[start]
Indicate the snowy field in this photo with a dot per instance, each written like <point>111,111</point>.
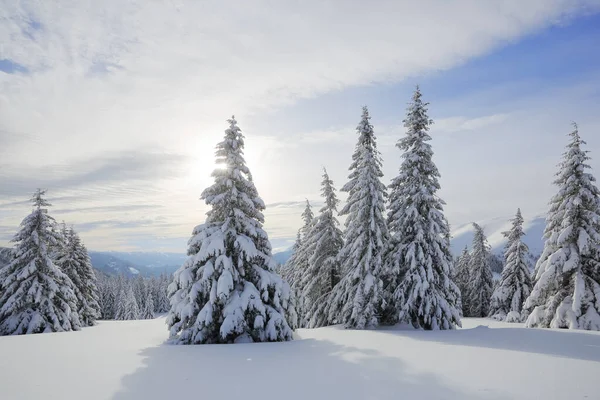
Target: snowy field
<point>128,360</point>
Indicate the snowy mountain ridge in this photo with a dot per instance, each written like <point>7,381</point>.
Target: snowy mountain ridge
<point>463,236</point>
<point>132,264</point>
<point>534,230</point>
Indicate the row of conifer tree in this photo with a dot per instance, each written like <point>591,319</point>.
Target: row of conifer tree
<point>398,269</point>
<point>391,262</point>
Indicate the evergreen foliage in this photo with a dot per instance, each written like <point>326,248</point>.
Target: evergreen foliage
<point>227,291</point>
<point>566,293</point>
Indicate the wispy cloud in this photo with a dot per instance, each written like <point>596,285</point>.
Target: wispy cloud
<point>115,106</point>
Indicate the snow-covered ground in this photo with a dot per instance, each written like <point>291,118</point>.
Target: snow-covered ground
<point>128,360</point>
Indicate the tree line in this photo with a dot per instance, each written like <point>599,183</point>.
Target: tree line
<point>391,262</point>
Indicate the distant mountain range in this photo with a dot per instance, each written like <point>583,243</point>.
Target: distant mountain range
<point>463,236</point>
<point>134,263</point>
<point>156,263</point>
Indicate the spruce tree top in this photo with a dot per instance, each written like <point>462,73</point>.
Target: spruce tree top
<point>328,193</point>
<point>233,193</point>
<point>227,290</point>
<point>418,177</point>
<point>307,215</point>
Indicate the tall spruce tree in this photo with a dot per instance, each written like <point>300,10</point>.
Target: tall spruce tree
<point>322,247</point>
<point>36,296</point>
<point>298,262</point>
<point>75,262</point>
<point>148,310</point>
<point>566,293</point>
<point>515,285</point>
<point>357,300</point>
<point>227,290</point>
<point>481,284</point>
<point>419,257</point>
<point>462,276</point>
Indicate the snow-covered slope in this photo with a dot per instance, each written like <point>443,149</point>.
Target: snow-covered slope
<point>128,360</point>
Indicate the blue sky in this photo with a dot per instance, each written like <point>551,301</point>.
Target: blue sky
<point>117,113</point>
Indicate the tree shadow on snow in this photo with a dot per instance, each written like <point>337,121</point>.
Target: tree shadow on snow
<point>301,369</point>
<point>579,345</point>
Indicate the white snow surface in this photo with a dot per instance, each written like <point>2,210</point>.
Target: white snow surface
<point>129,360</point>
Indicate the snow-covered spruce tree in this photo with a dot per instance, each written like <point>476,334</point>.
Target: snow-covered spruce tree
<point>128,308</point>
<point>461,278</point>
<point>227,290</point>
<point>357,300</point>
<point>294,268</point>
<point>37,296</point>
<point>322,247</point>
<point>566,293</point>
<point>515,284</point>
<point>298,262</point>
<point>419,256</point>
<point>481,284</point>
<point>162,304</point>
<point>148,310</point>
<point>75,262</point>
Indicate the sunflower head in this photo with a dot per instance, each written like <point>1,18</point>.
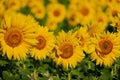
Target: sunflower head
<point>106,48</point>
<point>56,11</point>
<point>45,43</point>
<point>17,36</point>
<point>67,51</point>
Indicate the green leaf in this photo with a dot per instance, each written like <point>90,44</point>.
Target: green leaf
<point>7,75</point>
<point>3,62</point>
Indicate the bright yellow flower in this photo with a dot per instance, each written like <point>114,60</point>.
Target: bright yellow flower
<point>46,42</point>
<point>94,28</point>
<point>113,10</point>
<point>17,35</point>
<point>107,47</point>
<point>86,12</point>
<point>51,24</point>
<point>84,39</point>
<point>2,11</point>
<point>56,11</point>
<point>116,22</point>
<point>12,4</point>
<point>67,51</point>
<point>38,9</point>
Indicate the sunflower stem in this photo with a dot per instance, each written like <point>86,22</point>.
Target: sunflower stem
<point>69,76</point>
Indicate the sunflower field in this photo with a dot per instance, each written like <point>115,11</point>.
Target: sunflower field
<point>59,39</point>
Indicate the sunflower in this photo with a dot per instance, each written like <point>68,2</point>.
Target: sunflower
<point>67,51</point>
<point>2,10</point>
<point>107,47</point>
<point>84,39</point>
<point>56,11</point>
<point>113,10</point>
<point>45,43</point>
<point>12,4</point>
<point>51,24</point>
<point>38,9</point>
<point>17,35</point>
<point>86,11</point>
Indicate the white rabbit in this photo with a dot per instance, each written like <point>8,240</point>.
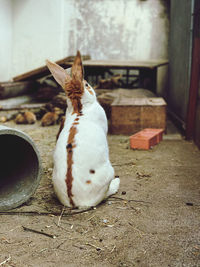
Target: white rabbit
<point>82,174</point>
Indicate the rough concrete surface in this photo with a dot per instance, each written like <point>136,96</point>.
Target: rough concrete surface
<point>154,219</point>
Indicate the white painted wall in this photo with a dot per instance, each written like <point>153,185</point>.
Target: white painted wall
<point>105,29</point>
<point>5,39</point>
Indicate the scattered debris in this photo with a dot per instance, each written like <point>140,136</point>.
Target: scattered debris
<point>93,246</point>
<point>142,175</point>
<point>26,117</point>
<point>5,261</point>
<point>50,118</point>
<point>38,232</point>
<point>189,204</point>
<point>59,219</point>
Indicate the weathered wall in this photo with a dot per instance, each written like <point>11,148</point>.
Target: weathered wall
<point>180,57</point>
<point>120,29</point>
<point>105,29</point>
<point>5,39</point>
<point>37,33</point>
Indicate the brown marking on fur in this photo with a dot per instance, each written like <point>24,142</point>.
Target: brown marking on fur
<point>77,68</point>
<point>69,177</point>
<point>74,90</point>
<point>61,127</point>
<point>90,91</point>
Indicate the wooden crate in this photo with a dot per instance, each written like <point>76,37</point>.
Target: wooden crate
<point>130,115</point>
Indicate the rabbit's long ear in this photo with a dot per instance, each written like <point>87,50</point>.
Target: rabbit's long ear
<point>58,73</point>
<point>77,68</point>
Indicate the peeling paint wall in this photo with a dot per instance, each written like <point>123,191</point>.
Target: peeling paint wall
<point>5,39</point>
<point>120,29</point>
<point>105,29</point>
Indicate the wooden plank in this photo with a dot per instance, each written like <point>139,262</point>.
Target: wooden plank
<point>139,101</point>
<point>132,114</point>
<point>43,71</point>
<point>15,102</point>
<point>12,89</point>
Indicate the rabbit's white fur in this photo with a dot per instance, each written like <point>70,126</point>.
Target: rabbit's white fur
<point>92,173</point>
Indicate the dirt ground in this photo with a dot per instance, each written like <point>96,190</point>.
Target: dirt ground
<point>154,219</point>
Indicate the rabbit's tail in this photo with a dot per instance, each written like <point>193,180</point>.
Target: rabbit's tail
<point>113,187</point>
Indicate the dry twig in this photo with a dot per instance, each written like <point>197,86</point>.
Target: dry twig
<point>5,261</point>
<point>63,209</point>
<point>130,200</point>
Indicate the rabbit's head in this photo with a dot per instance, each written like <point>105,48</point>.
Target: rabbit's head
<point>78,91</point>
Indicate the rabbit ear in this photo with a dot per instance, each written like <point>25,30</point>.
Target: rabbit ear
<point>58,73</point>
<point>77,68</point>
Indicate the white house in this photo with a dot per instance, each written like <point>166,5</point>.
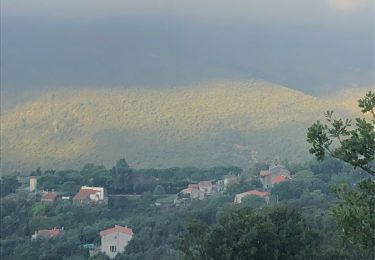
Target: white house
<point>114,240</point>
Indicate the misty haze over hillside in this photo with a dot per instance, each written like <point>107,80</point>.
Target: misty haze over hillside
<point>312,47</point>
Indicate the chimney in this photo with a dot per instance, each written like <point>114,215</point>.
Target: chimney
<point>33,183</point>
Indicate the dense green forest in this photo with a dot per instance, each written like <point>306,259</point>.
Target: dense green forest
<point>297,223</point>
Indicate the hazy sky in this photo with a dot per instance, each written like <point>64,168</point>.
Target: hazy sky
<point>296,10</point>
<point>311,45</point>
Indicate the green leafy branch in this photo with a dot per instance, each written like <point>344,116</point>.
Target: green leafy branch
<point>339,138</point>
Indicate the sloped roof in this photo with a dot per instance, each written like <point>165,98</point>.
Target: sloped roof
<point>117,228</point>
<point>205,183</point>
<point>193,186</point>
<point>49,233</point>
<point>84,193</point>
<point>259,193</point>
<point>49,196</point>
<point>278,179</point>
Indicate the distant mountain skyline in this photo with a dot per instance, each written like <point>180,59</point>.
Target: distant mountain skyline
<point>316,47</point>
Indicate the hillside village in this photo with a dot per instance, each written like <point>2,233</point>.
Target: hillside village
<point>125,213</point>
<point>115,239</point>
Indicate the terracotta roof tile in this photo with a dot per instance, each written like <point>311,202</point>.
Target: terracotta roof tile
<point>84,193</point>
<point>49,196</point>
<point>258,193</point>
<point>49,233</point>
<point>117,228</point>
<point>278,179</point>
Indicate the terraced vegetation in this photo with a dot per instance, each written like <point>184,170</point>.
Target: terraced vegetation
<point>216,124</point>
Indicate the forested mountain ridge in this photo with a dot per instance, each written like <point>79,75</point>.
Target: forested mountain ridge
<point>217,123</point>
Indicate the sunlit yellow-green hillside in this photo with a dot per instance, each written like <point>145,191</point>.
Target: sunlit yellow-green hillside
<point>219,123</point>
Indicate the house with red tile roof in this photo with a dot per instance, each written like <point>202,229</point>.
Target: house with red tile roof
<point>49,197</point>
<point>230,180</point>
<point>47,233</point>
<point>280,178</point>
<point>205,186</point>
<point>275,174</point>
<point>114,240</point>
<point>262,194</point>
<point>89,195</point>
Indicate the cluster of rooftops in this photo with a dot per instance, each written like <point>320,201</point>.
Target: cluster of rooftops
<point>114,244</point>
<point>274,175</point>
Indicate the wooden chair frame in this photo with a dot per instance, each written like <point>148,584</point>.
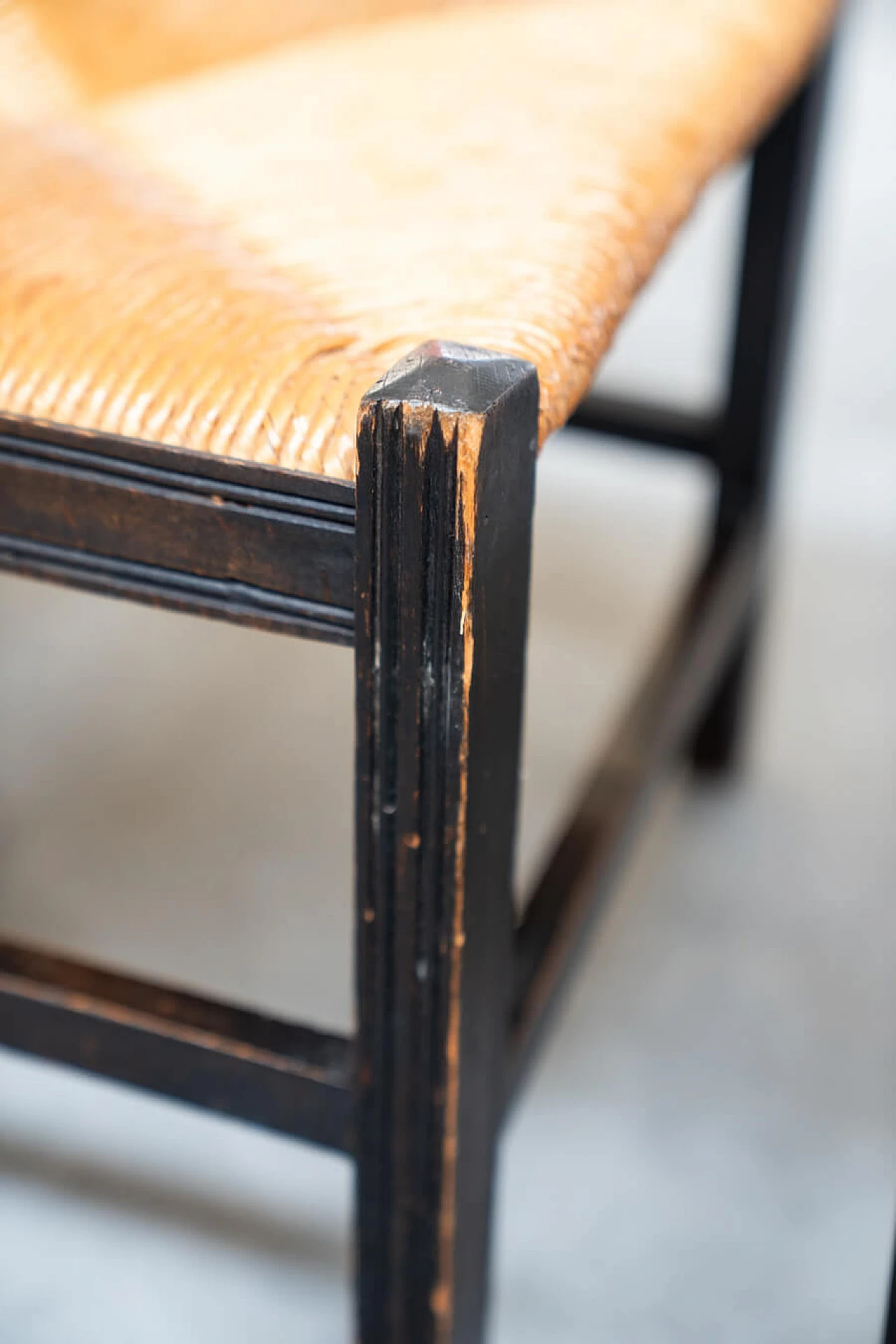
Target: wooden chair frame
<point>425,569</point>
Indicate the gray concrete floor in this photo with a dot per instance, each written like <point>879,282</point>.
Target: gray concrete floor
<point>708,1151</point>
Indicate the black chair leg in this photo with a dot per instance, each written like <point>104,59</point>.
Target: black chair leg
<point>447,467</point>
<point>890,1326</point>
<point>780,185</point>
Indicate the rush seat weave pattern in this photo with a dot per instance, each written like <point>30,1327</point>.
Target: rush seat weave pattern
<point>218,232</point>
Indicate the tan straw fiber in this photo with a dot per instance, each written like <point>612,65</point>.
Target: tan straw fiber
<point>227,258</point>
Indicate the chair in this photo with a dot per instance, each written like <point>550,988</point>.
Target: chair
<point>289,298</point>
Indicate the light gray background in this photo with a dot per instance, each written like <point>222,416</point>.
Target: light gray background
<point>708,1151</point>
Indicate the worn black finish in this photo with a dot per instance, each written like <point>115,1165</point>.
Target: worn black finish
<point>447,457</point>
<point>430,581</point>
<point>181,530</point>
<point>270,1073</point>
<point>782,178</point>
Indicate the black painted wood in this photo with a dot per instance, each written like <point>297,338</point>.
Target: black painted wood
<point>782,179</point>
<point>242,543</point>
<point>890,1324</point>
<point>648,425</point>
<point>241,1063</point>
<point>580,874</point>
<point>447,456</point>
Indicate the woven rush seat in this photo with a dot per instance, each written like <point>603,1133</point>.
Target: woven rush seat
<point>220,223</point>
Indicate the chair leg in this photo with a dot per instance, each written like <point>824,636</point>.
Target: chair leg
<point>447,456</point>
<point>774,244</point>
<point>716,746</point>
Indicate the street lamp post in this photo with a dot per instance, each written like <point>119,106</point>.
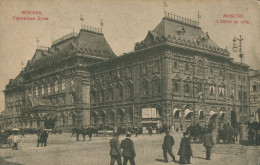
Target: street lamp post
<point>240,39</point>
<point>243,127</point>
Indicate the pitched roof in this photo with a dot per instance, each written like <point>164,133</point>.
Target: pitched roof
<point>87,43</point>
<point>181,31</point>
<point>168,27</point>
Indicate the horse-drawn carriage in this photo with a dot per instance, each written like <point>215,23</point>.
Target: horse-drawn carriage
<point>196,133</point>
<point>5,140</point>
<point>227,135</point>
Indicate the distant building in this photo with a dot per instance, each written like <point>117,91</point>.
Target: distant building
<point>176,76</point>
<point>254,95</point>
<point>53,89</point>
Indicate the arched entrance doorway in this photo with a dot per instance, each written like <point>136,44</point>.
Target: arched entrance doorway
<point>50,121</point>
<point>233,119</point>
<point>213,117</point>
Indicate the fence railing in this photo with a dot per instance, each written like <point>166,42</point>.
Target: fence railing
<point>181,19</point>
<point>90,28</point>
<point>42,48</point>
<point>73,34</point>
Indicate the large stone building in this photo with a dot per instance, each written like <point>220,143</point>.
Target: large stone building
<point>53,88</point>
<point>254,95</point>
<point>176,76</point>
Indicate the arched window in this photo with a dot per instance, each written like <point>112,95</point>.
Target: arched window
<point>110,93</point>
<point>201,115</point>
<point>177,115</point>
<point>211,90</point>
<point>156,87</point>
<point>63,85</point>
<point>49,89</point>
<point>145,88</point>
<point>187,87</point>
<point>36,91</point>
<point>211,72</point>
<point>102,118</point>
<point>120,117</point>
<point>221,91</point>
<point>56,87</point>
<point>187,68</point>
<point>175,64</point>
<point>130,90</point>
<point>119,92</point>
<point>101,95</point>
<point>200,67</point>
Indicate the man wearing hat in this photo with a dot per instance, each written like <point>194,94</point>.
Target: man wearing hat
<point>115,150</point>
<point>167,146</point>
<point>128,149</point>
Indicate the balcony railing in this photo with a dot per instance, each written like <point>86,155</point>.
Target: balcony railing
<point>181,19</point>
<point>66,37</point>
<point>92,29</point>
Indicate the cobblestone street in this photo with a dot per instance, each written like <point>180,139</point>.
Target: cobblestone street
<point>63,149</point>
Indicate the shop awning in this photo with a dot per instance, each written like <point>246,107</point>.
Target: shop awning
<point>187,111</point>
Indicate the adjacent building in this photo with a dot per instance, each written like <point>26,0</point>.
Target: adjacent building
<point>53,89</point>
<point>254,95</point>
<point>176,76</point>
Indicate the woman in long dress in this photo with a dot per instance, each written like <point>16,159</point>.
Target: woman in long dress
<point>185,151</point>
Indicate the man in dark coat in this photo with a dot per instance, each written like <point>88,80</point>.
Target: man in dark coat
<point>185,151</point>
<point>128,149</point>
<point>167,146</point>
<point>44,137</point>
<point>115,150</point>
<point>90,133</point>
<point>208,144</point>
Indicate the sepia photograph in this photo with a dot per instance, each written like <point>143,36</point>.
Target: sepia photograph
<point>129,82</point>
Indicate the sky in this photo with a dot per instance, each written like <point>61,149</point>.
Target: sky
<point>125,23</point>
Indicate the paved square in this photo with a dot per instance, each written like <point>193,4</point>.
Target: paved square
<point>64,150</point>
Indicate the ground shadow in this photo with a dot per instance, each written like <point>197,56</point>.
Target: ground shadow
<point>162,160</point>
<point>199,157</point>
<point>4,162</point>
<point>159,160</point>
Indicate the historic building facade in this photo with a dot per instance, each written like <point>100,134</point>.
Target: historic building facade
<point>254,95</point>
<point>53,89</point>
<point>176,76</point>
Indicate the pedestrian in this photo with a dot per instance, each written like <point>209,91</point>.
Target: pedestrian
<point>136,132</point>
<point>150,130</point>
<point>208,144</point>
<point>168,142</point>
<point>44,138</point>
<point>90,133</point>
<point>115,151</point>
<point>251,137</point>
<point>15,142</point>
<point>84,132</point>
<point>77,133</point>
<point>22,133</point>
<point>128,149</point>
<point>39,139</point>
<point>185,151</point>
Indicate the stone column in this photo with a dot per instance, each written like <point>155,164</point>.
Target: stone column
<point>243,133</point>
<point>215,133</point>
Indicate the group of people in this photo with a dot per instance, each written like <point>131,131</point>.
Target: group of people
<point>128,151</point>
<point>185,151</point>
<point>42,138</point>
<point>83,131</point>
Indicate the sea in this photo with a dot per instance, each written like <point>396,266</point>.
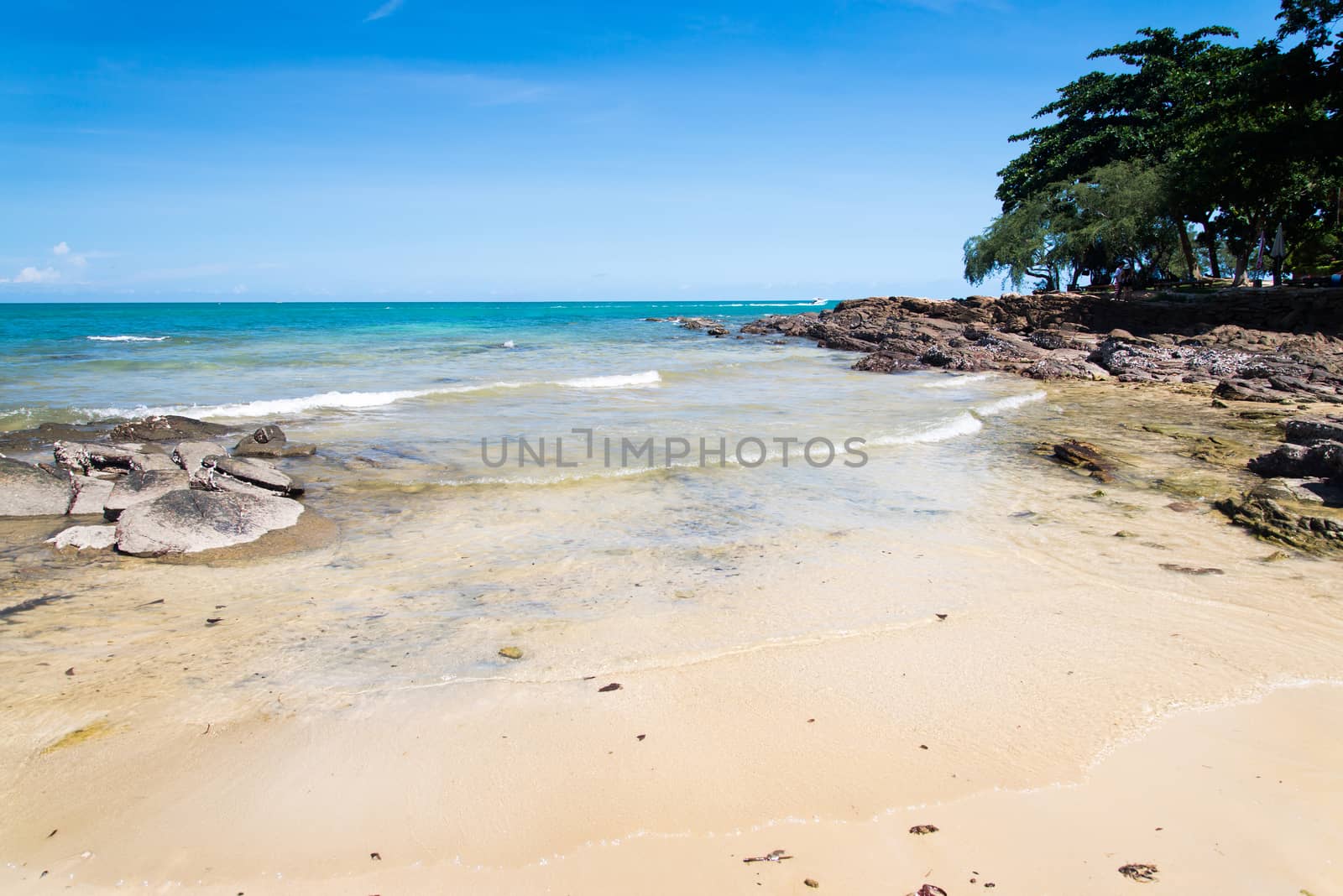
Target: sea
<point>586,479</point>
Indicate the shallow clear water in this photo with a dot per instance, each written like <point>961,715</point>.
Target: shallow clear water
<point>447,551</point>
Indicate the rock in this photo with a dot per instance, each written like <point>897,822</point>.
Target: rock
<point>31,491</point>
<point>1306,431</point>
<point>1193,570</point>
<point>255,472</point>
<point>165,428</point>
<point>191,455</point>
<point>1065,365</point>
<point>270,441</point>
<point>1323,459</point>
<point>154,461</point>
<point>85,538</point>
<point>82,457</point>
<point>89,494</point>
<point>210,479</point>
<point>1284,522</point>
<point>1142,873</point>
<point>143,487</point>
<point>1085,455</point>
<point>192,521</point>
<point>1246,391</point>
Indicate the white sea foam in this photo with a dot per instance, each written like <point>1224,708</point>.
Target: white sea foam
<point>635,380</point>
<point>964,425</point>
<point>359,400</point>
<point>1011,403</point>
<point>955,381</point>
<point>125,338</point>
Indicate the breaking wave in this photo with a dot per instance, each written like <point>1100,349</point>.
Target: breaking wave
<point>125,338</point>
<point>360,400</point>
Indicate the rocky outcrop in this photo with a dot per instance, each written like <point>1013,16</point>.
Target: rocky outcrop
<point>1279,521</point>
<point>31,491</point>
<point>246,475</point>
<point>165,428</point>
<point>270,441</point>
<point>1322,461</point>
<point>194,521</point>
<point>183,497</point>
<point>192,455</point>
<point>1209,338</point>
<point>84,457</point>
<point>1300,503</point>
<point>1309,431</point>
<point>85,538</point>
<point>138,488</point>
<point>89,495</point>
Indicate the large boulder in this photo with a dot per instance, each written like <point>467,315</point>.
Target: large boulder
<point>270,441</point>
<point>31,491</point>
<point>85,538</point>
<point>1306,432</point>
<point>192,455</point>
<point>82,457</point>
<point>89,495</point>
<point>1322,459</point>
<point>143,487</point>
<point>192,521</point>
<point>165,428</point>
<point>255,472</point>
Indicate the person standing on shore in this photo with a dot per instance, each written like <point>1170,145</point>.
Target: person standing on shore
<point>1123,279</point>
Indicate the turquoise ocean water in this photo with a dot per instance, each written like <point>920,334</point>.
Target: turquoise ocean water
<point>456,553</point>
<point>413,393</point>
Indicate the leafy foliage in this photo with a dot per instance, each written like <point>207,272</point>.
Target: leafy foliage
<point>1193,148</point>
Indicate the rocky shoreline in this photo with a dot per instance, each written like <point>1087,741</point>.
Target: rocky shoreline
<point>163,484</point>
<point>1266,346</point>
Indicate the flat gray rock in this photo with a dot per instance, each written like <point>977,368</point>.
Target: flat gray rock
<point>192,521</point>
<point>191,455</point>
<point>259,472</point>
<point>31,491</point>
<point>85,538</point>
<point>140,487</point>
<point>270,441</point>
<point>165,428</point>
<point>91,494</point>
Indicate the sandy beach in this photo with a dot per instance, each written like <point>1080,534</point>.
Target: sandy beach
<point>1058,701</point>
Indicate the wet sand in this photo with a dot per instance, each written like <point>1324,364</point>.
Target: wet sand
<point>1078,696</point>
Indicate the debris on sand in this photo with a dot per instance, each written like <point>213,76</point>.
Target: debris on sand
<point>1142,873</point>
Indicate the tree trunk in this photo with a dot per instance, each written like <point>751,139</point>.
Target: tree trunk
<point>1195,270</point>
<point>1215,263</point>
<point>1242,263</point>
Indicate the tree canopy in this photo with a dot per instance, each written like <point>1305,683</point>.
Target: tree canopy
<point>1194,152</point>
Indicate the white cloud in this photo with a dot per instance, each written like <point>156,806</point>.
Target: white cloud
<point>383,11</point>
<point>183,273</point>
<point>34,275</point>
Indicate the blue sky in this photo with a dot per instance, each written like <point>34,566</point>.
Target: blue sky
<point>406,149</point>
[end]
WHAT NEEDS TO BE DONE: Please give the part of the data that opens with the line containing "Indicate the rush" and closes with the line containing "<point>716,746</point>" as a numbered list, leaving out blank lines.

SOLUTION:
1. Indicate the rush seat weave pattern in this photo with a dot per instance, each written like <point>30,1327</point>.
2. Target: rush seat weave pattern
3. <point>218,232</point>
4. Indicate the tan straw fiber in this photo with a dot per instance, each written like <point>612,65</point>.
5. Target: tan straw fiber
6. <point>227,258</point>
7. Indicate the chair in this photo with a dot per instance, each written like <point>550,988</point>.
8. Target: chair
9. <point>289,298</point>
10. Indicate the light gray background in this photo with a dot per instance, each written like <point>222,416</point>.
11. Target: light gray background
12. <point>708,1151</point>
13. Indicate the worn black finish in this photo with a dot per instance, each written like <point>115,1165</point>.
14. Target: worn black finish
15. <point>447,457</point>
16. <point>430,581</point>
17. <point>181,530</point>
18. <point>270,1073</point>
19. <point>782,178</point>
20. Indicate the black painted wood in this photo with a dot per instance, each written like <point>297,338</point>.
21. Target: black painted wood
22. <point>782,179</point>
23. <point>242,543</point>
24. <point>890,1324</point>
25. <point>648,425</point>
26. <point>241,1063</point>
27. <point>580,874</point>
28. <point>447,456</point>
29. Indicate the woven rush seat in this photo with a dot per instance, each written like <point>603,1133</point>.
30. Target: woven rush seat
31. <point>220,223</point>
32. Indicate the chair leg in this photo with a dot per instance, each written like <point>824,636</point>.
33. Target: chair leg
34. <point>447,456</point>
35. <point>774,244</point>
36. <point>716,746</point>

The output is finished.